WHAT TO PRODUCE:
Return every line of the records below verbatim, with no alterations.

(Raw records)
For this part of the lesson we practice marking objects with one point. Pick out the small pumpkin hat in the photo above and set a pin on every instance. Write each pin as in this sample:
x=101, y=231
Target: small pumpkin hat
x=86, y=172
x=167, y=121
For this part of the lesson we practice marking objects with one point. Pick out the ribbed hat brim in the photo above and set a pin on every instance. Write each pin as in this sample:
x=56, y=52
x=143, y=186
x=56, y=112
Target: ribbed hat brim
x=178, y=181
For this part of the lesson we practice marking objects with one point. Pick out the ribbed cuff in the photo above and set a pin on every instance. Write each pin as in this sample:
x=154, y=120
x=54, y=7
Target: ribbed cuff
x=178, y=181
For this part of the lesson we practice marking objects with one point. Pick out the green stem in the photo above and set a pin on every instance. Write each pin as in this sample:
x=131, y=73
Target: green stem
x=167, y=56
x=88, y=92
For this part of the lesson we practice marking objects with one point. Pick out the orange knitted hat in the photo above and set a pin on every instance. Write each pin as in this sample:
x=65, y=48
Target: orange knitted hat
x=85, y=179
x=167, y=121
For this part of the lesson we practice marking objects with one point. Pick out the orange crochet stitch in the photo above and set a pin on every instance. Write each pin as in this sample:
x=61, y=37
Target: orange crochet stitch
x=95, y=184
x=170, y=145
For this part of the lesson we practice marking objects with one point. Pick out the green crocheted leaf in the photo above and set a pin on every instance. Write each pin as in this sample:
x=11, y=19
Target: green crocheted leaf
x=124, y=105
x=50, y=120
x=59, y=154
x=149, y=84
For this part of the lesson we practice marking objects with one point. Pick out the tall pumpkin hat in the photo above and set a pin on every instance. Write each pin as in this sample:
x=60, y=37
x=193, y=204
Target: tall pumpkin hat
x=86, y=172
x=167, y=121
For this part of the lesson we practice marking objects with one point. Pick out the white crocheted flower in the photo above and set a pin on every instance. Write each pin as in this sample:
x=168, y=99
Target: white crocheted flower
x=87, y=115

ANSWER FOR THE TASK:
For this part of the lesson we practice marking objects with one point. Pick out the small pumpkin hat in the photo above and set a pin on every instance. Write each pin as in this sample:
x=101, y=231
Target: small pumpkin hat
x=86, y=172
x=167, y=121
For this part of the lesson we practice marking objects with one point. Pick out the ribbed hat brim in the photo above and set a pin on every instance. Write each pin as in this sample:
x=56, y=52
x=143, y=186
x=56, y=112
Target: ribbed hat brim
x=178, y=181
For this part of the lesson we practice marking objects with one point. Pick out the ribbed cuff in the photo above and set a pin on every instance. Write each pin as in this sample:
x=154, y=120
x=54, y=7
Target: ribbed cuff
x=178, y=181
For this part of the lesson we practice marking objects with one point. Pick out the green stem in the photo above and set a pin on every instance. Write each pin as in this sample:
x=131, y=73
Target: green stem
x=167, y=56
x=88, y=92
For this part of the lesson we practice marking objects with one point. Pick out the orange knitted hat in the photo above and set a pin on every instance. Write each pin as in this sample:
x=65, y=48
Target: orange knitted hat
x=85, y=179
x=167, y=121
For this part of the lesson we practice marking objects with one point. Pick out the orange crochet stitch in the photo above and set a pin on every instance. Write each pin as in this sample:
x=61, y=37
Target: orange crochet stitch
x=95, y=184
x=170, y=145
For this part of the lesson we practice marking objects with one point. Pick out the green crocheted leaf in the photo above and set a pin on every instance. Write each pin as in this sample:
x=11, y=19
Target: green crocheted leaf
x=124, y=105
x=50, y=120
x=59, y=154
x=149, y=84
For this part of the lesson we practice marking objects with one point. Pick out the tall pumpkin hat in the photo above and set a pin on every instance. Write each pin as in this sample:
x=60, y=37
x=193, y=204
Target: tall pumpkin hat
x=86, y=172
x=167, y=121
For this part of the lesson we practice marking objects with one point. Pick out the white crocheted flower in the photo above and set a pin on every instance. Write each pin as in this sample:
x=168, y=99
Target: white crocheted flower
x=87, y=115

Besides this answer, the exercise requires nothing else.